### [Problem statement]
Every line below is to be given again precisely; images are to be left out.

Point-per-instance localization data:
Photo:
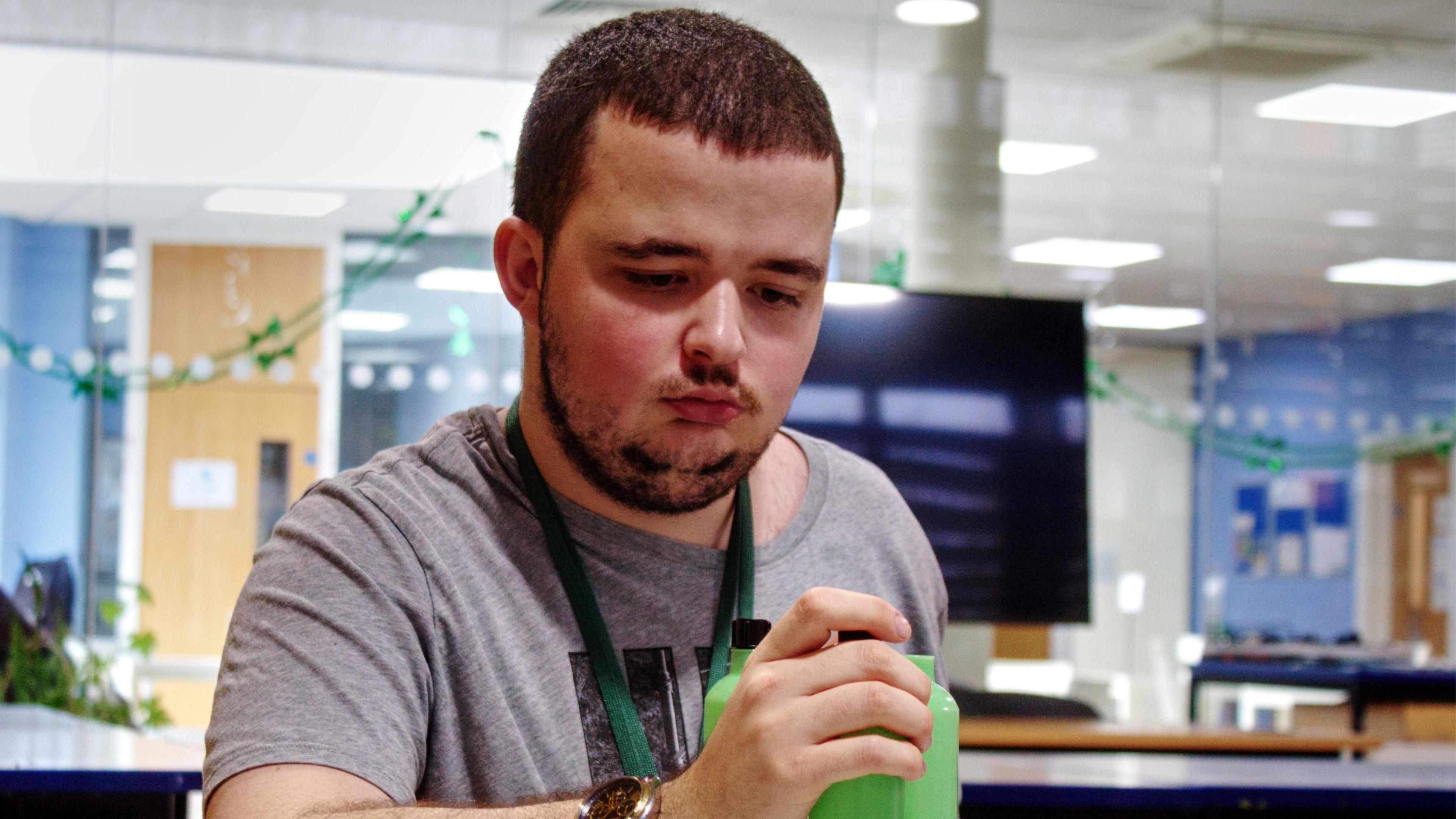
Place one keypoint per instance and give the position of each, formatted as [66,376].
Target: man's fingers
[817,613]
[851,757]
[863,706]
[860,661]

### [Answer for the task]
Photo:
Place one keypoint per instance and give the position of each, formatted as [66,376].
Target: man's fingers
[817,613]
[851,757]
[863,706]
[860,661]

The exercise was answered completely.